» **STATED TASK**
Go through every item below and replace "Place a dot" with "Put a point", changing nothing else. Leave the pictures out of your answer.

[Items in a dataset]
-- start --

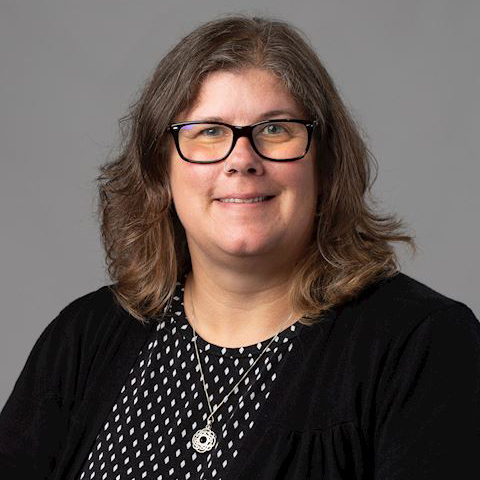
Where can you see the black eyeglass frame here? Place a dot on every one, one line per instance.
(245, 131)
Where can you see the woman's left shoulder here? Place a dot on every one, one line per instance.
(401, 303)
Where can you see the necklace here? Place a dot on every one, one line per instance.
(205, 438)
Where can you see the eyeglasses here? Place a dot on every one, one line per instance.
(209, 142)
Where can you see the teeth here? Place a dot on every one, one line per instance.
(240, 200)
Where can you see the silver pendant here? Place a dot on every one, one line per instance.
(204, 439)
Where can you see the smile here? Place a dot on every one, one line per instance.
(244, 200)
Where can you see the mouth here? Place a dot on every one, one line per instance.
(246, 200)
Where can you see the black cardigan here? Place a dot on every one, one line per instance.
(386, 387)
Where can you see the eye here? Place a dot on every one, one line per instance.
(211, 132)
(273, 129)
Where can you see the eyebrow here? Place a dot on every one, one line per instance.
(264, 116)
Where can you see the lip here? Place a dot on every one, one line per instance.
(245, 196)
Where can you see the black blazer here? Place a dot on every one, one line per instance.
(386, 387)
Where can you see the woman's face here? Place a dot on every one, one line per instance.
(279, 227)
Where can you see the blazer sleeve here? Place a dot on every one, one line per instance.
(33, 419)
(428, 401)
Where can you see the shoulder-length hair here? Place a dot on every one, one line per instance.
(144, 241)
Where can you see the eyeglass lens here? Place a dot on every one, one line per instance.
(210, 141)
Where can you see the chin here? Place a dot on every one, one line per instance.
(247, 247)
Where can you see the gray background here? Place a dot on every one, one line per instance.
(68, 69)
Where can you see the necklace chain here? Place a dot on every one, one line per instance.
(207, 430)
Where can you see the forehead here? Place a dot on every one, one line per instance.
(244, 96)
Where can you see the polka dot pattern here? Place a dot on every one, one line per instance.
(148, 433)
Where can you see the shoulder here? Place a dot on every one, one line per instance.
(87, 319)
(393, 308)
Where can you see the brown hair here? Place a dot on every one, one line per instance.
(144, 241)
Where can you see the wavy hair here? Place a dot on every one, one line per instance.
(144, 241)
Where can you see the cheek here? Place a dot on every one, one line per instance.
(191, 185)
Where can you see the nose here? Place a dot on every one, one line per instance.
(243, 159)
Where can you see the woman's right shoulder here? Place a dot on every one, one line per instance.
(88, 317)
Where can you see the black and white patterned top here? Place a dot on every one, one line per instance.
(148, 433)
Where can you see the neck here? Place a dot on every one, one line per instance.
(235, 308)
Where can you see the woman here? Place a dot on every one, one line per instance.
(258, 326)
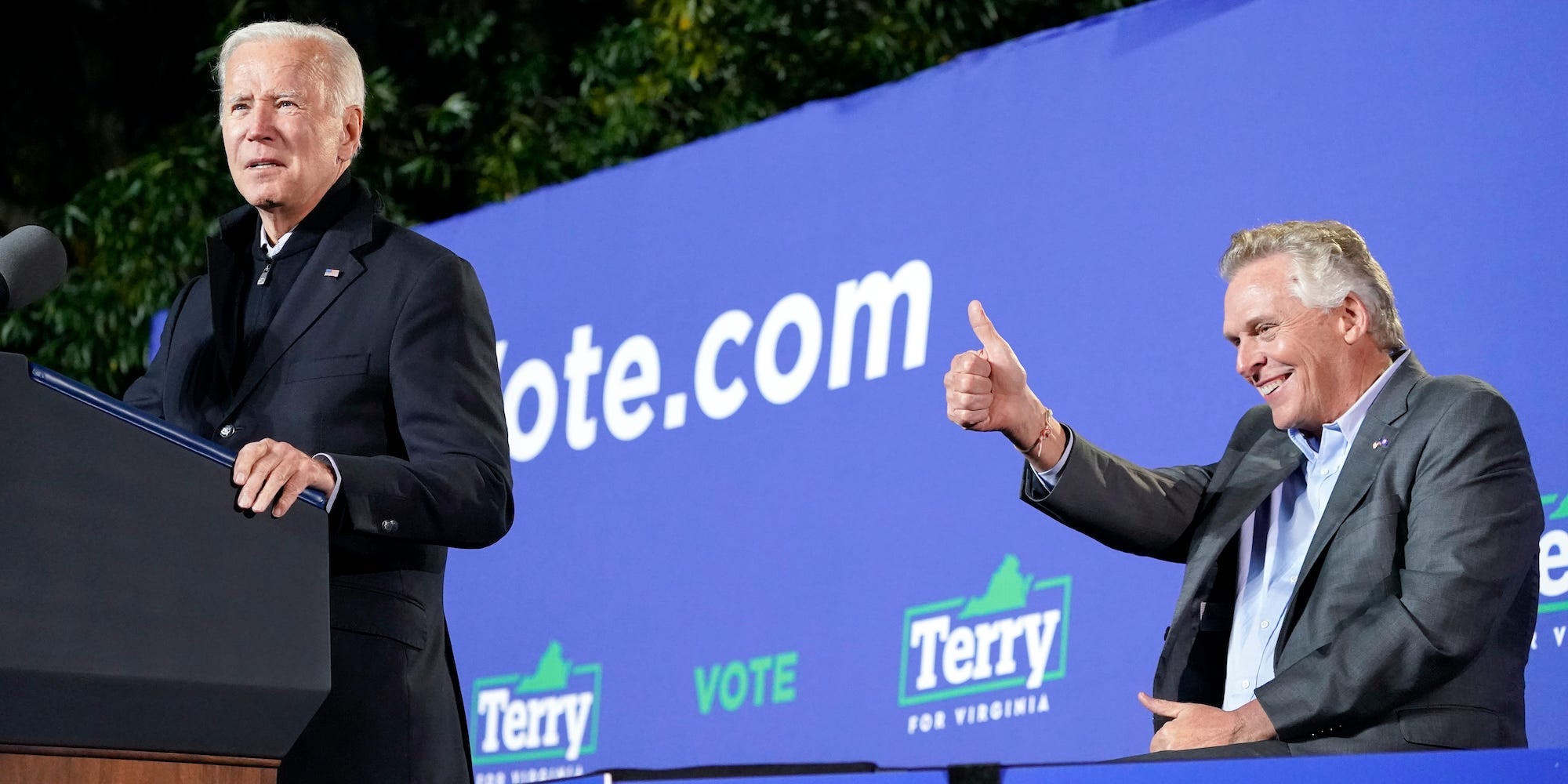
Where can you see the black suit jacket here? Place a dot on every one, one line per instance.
(1414, 611)
(383, 357)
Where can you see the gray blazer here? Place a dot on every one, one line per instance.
(1412, 617)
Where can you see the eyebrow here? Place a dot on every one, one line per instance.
(1250, 327)
(292, 95)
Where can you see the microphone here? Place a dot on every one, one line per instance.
(32, 264)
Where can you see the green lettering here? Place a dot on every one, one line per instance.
(735, 673)
(706, 688)
(760, 677)
(785, 677)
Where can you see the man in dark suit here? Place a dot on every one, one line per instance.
(1360, 562)
(358, 358)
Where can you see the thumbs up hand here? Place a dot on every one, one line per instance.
(989, 390)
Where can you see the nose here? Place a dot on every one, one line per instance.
(1249, 360)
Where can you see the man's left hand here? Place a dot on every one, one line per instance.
(275, 474)
(1194, 725)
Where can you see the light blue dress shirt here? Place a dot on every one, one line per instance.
(1274, 543)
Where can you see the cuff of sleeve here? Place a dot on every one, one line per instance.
(1050, 477)
(338, 476)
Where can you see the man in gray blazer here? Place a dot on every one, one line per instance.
(1360, 562)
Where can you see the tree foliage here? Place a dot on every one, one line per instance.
(471, 104)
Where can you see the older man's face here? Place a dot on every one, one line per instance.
(1298, 358)
(285, 142)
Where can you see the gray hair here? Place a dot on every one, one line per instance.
(1329, 263)
(338, 62)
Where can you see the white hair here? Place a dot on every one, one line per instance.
(1329, 263)
(336, 60)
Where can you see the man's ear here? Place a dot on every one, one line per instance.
(354, 126)
(1354, 319)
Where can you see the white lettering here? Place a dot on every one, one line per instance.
(877, 294)
(924, 636)
(731, 327)
(537, 376)
(800, 313)
(622, 390)
(1040, 644)
(490, 705)
(517, 725)
(957, 655)
(1555, 557)
(583, 363)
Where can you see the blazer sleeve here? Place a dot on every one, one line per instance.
(456, 485)
(147, 393)
(1123, 506)
(1473, 526)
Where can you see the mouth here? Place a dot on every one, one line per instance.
(1269, 388)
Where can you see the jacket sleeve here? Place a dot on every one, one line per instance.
(456, 485)
(147, 393)
(1123, 506)
(1473, 526)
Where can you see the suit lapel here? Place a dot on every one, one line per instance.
(1356, 479)
(225, 272)
(311, 296)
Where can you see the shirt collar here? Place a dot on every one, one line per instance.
(1349, 424)
(272, 250)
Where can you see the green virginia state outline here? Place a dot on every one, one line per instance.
(1007, 590)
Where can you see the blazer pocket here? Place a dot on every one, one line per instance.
(380, 614)
(1453, 727)
(327, 368)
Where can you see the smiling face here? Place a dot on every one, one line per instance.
(1307, 365)
(285, 142)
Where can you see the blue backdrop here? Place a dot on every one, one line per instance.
(742, 517)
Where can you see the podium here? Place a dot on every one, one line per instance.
(148, 630)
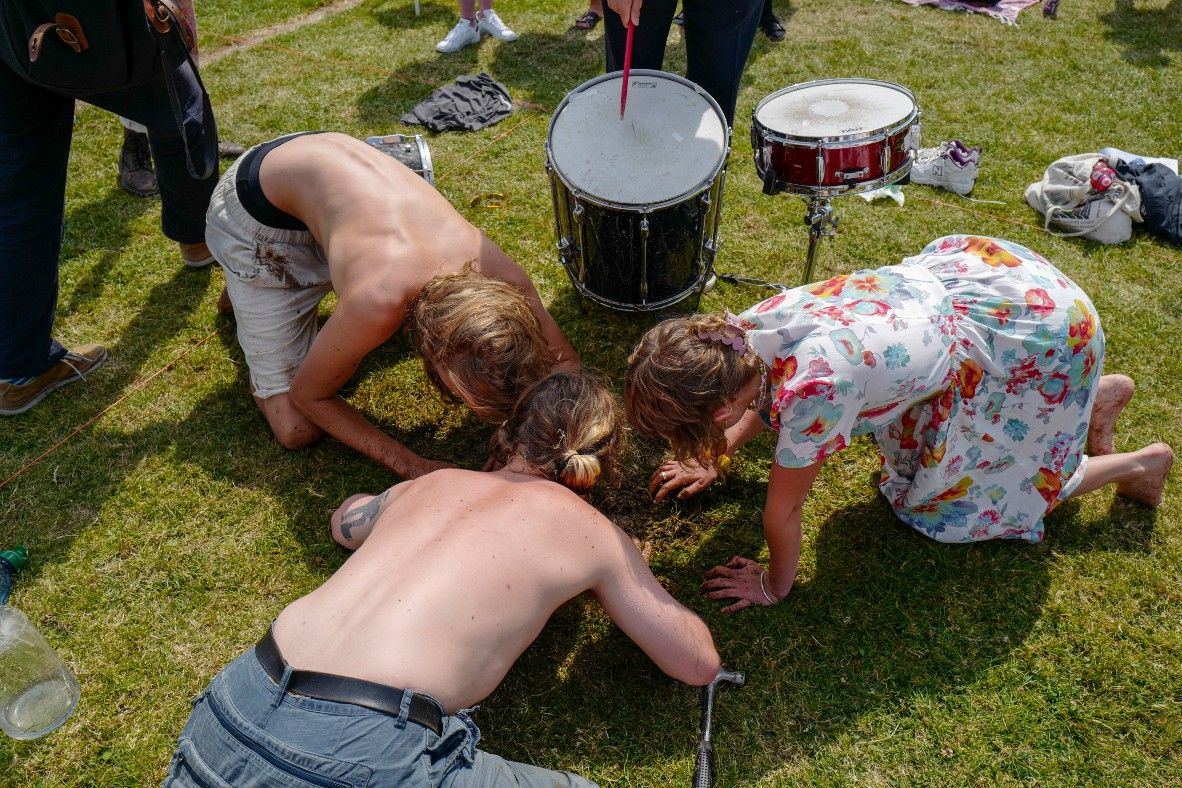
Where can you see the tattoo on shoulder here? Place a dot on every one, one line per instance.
(362, 515)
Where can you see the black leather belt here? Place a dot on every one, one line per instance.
(342, 689)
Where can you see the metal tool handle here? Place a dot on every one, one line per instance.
(703, 766)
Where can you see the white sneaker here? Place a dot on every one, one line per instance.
(489, 23)
(936, 167)
(463, 33)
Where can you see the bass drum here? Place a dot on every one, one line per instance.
(637, 200)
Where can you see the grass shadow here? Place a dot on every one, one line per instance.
(115, 209)
(883, 616)
(400, 14)
(1147, 36)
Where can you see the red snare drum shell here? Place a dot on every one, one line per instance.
(852, 161)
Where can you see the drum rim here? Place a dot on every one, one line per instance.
(638, 207)
(697, 285)
(785, 137)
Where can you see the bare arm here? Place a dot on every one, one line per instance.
(745, 580)
(349, 334)
(671, 636)
(498, 265)
(694, 476)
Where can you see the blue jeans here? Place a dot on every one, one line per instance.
(245, 730)
(36, 125)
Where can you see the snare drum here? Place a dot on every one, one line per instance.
(411, 151)
(637, 200)
(835, 136)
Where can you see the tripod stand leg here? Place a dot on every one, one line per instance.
(814, 236)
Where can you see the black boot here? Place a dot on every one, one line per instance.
(136, 173)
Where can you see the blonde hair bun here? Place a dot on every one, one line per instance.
(580, 471)
(569, 427)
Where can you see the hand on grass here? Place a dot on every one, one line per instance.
(739, 580)
(690, 477)
(645, 548)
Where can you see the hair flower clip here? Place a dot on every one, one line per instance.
(732, 334)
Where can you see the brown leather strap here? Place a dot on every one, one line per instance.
(70, 31)
(36, 39)
(163, 14)
(157, 17)
(67, 28)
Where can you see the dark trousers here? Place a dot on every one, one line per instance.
(719, 34)
(36, 127)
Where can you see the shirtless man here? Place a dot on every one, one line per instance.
(369, 677)
(306, 214)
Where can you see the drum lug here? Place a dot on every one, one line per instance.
(771, 187)
(911, 141)
(644, 259)
(564, 251)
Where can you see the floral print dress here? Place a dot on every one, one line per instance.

-- end --

» **REPLY TO THE TASK**
Where can you see the black eyeglass frame here? Put a point on every one, one line per instance.
(245, 131)
Where can you see the woman's left shoulder here? Put a point on every one, one line per instance.
(401, 303)
Where can you see the necklace here? Put a point on every one, one line per instance.
(205, 438)
Where can you see the eyeglasses here? Put a point on every one, one line per instance.
(209, 142)
Where can you see the teeth here? Put a point on every one, one line per instance.
(240, 200)
Where can you see the silver pendant here? Put a point on every one, one line per instance.
(204, 439)
Where can you see the smile here? Put a point on every one, one line per instance.
(244, 200)
Where can you see the mouth here? Put a point on every one, one line per instance.
(246, 200)
Where can you see the black cardigan here? Put a point on every one, one line per instance.
(386, 387)
Where can you see the eye here? Put a point on every one, one line per instance.
(211, 132)
(273, 129)
Where can you see the eyebrow here? Put a point on every one, one line per instance.
(264, 116)
Where can you see the lip here? Put a point on every one, one line per instance.
(245, 196)
Where can you see the black blazer here? Put a point on every one, one line per instance.
(386, 387)
Where can you see the woman's face here? Put a point on every one, one line per instance.
(279, 227)
Where can you see the blazer sleeve here? Put a point on every one, one line per instance.
(33, 419)
(428, 401)
Where can you see the shoulder-length hair here? Put a point on every one, one line per instance.
(144, 241)
Where can you see the eyeglass lens here? Put a point on every one, one line per instance.
(210, 141)
Where can you see the chin here? Put a point on every one, one line per instance.
(247, 247)
Where can you see the gray background here? Put a point on every one, one line per instance.
(68, 69)
Where can you see the necklace chain here? Put a point on every one, one line per instance.
(207, 430)
Where can you see the forehead here? Put a point on every one, one line per instance.
(244, 96)
Where can you see the polka dot pattern here? Put a point on every one, one line per instance.
(148, 433)
Where can you see the shoulder here? Put a point on every one, one line per instance.
(87, 319)
(393, 308)
Where can you see the brown hair here? Put a point on every one, one line per instance.
(144, 241)
Where can you see the wavy hair here? Put a point on every one, one line per instance.
(144, 241)
Where can you see the cheek here? Put a point on every one, one line per instance.
(191, 185)
Where can you see the nose here? Put a point on every one, one line per instance.
(243, 159)
Where can you see the woman's right shoulder here? Put a point on every one, one line per instance.
(88, 317)
Where can you see the black and white patterned top here? Put a point on every one, one line per instance.
(148, 433)
Where can you see the neck here? Put a point on every one, one line per instance.
(235, 308)
Where can you see the woman here? Put a point on every one, one line per instance.
(258, 326)
Where can you see the black suit jacket here? Put a point on every one, one line per instance.
(1414, 611)
(383, 357)
Where can you see the gray blazer here? Put a point on every one, one line per instance.
(1412, 617)
Where can you see the eyebrow here? Put a point on every one, one line per instance.
(1250, 327)
(292, 95)
Where can you see the microphone here? Put a point on every one, one line per instance.
(32, 264)
Where can you see the green lettering here? Put a point on every one, one line per instance.
(735, 673)
(706, 688)
(760, 677)
(785, 677)
Where can you see the man in dark suit here? Put a point on every one, one line per instance.
(1360, 562)
(358, 358)
Where can you see the thumbs up hand here? Put a point on every one, one line per instance.
(989, 390)
Where can you see the nose here? Put a point on every one, one line per instance.
(1249, 360)
Where can you see the man's left hand here? Put a point on every one, one line per instance.
(275, 474)
(1194, 725)
Where can you see the light blue dress shirt here? Put a point on every one, one line per instance.
(1274, 543)
Where can you see the cuff of sleeve here? Put a point on every one, one line per instance.
(1050, 477)
(338, 476)
Where can you see the man in gray blazer here? Put a point on every one, one line per instance.
(1360, 562)
Where can you see the tree foliage here? Put a point on every one, one line per instance.
(471, 104)
Where can you see the older man's face here? Put a point on every one, one line per instance.
(1298, 358)
(285, 142)
Where can you see the gray hair here? Put a point on every one, one line per instance.
(1329, 263)
(338, 62)
Where can you see the white hair here? Put a point on every one, one line per instance.
(1329, 263)
(336, 60)
Where can you see the man's ear here? Put a point on every one, one line per instance.
(354, 126)
(1354, 319)
Where can you see the white lettering here? Put a point on every one, one line per instance.
(877, 294)
(924, 636)
(731, 327)
(537, 376)
(800, 313)
(622, 390)
(1040, 644)
(490, 705)
(517, 725)
(957, 655)
(1555, 557)
(583, 363)
Where can you see the blazer sleeve here? Put a point on every one, one line per instance.
(456, 485)
(147, 393)
(1123, 506)
(1473, 526)
Where can you see the mouth here? Put a point on every one, one line per instance.
(1269, 388)
Where can you see the jacket sleeve here? Put a point on every one, one line per instance.
(456, 485)
(147, 393)
(1123, 506)
(1473, 526)
Where can you see the suit lapel here? Put a point on every one, one line per instance.
(1356, 479)
(225, 272)
(311, 296)
Where can you see the shirt collar here? Put a point on every one, one line per instance.
(1349, 424)
(272, 250)
Where can you see the green virginia state outline here? Put a point on every one, one line per instance.
(1007, 590)
Where can you see the blazer pocket here? Put a point on every one, one line per instance.
(380, 614)
(1453, 727)
(327, 368)
Where can you see the smiling face here? Put a point on every one, one line per instance.
(1307, 365)
(285, 142)
Where can you see the blue backdrop here? Put a point on every one, one line per instance.
(742, 517)
Where can you see the podium here? Put a point on every one, one line per instance.
(148, 630)
Where can you see the tattoo on shoulder here? Put a point on every one, one line per instance.
(362, 515)
Where can you see the black leather belt here? Put a point on every one, one line per instance.
(342, 689)
Where can you see the metal tool handle here? Put a point on every one, one line per instance.
(703, 766)
Where can you see the white sneaker here? Put a point on every one, one line per instance.
(489, 23)
(936, 167)
(463, 33)
Where can you see the bass drum here? Put a point on every one, one line per instance.
(637, 200)
Where can you see the grass shadow here? Put a point on every one, one line per instance.
(115, 209)
(883, 616)
(400, 14)
(1147, 36)
Where can you see the red snare drum shell here? Put a point on every one, one line per instance.
(852, 161)
Where can you see the drum rim here? Put a point on every one, one line per instance.
(638, 207)
(697, 285)
(785, 137)
Where can you see the bare arm here? Put a point on every one, one line per instance.
(745, 580)
(349, 334)
(671, 636)
(498, 265)
(694, 476)
Where can you see the blue jeans here? Put a point on every one, one line per instance.
(245, 730)
(36, 125)
Where can you see the snare drum here? Put a point on every one, one line per instance.
(411, 151)
(637, 200)
(835, 136)
Where can you see the tripod stand leg here? Put a point on every one, one line per instance.
(814, 236)
Where can you see the black boot here? Put a point on every one, one line per instance.
(136, 173)
Where can you see the blonde hair bun here? Put a point on every one, one line per instance.
(580, 471)
(569, 427)
Where can you see the hand on grass here? Put a point on every one, one line per instance.
(739, 580)
(690, 477)
(645, 548)
Where can you see the hair flower clip here? Put a point on every one, one line per instance.
(732, 334)
Where can you see the brown leather strap here? Put a point on every one, one line per instance.
(70, 31)
(36, 39)
(163, 14)
(157, 17)
(67, 28)
Where can you see the dark trousers here? Put a point on every one, one line per instance.
(719, 34)
(36, 127)
Where can you see the shirtless man here? Put a point on every one, one line per instance.
(369, 677)
(306, 214)
Where can you see the drum lug here? Put a point on every one, one line per instance.
(771, 187)
(911, 141)
(644, 259)
(564, 251)
Where can you see the floral print dress here? Put a point on every one, one line per instance.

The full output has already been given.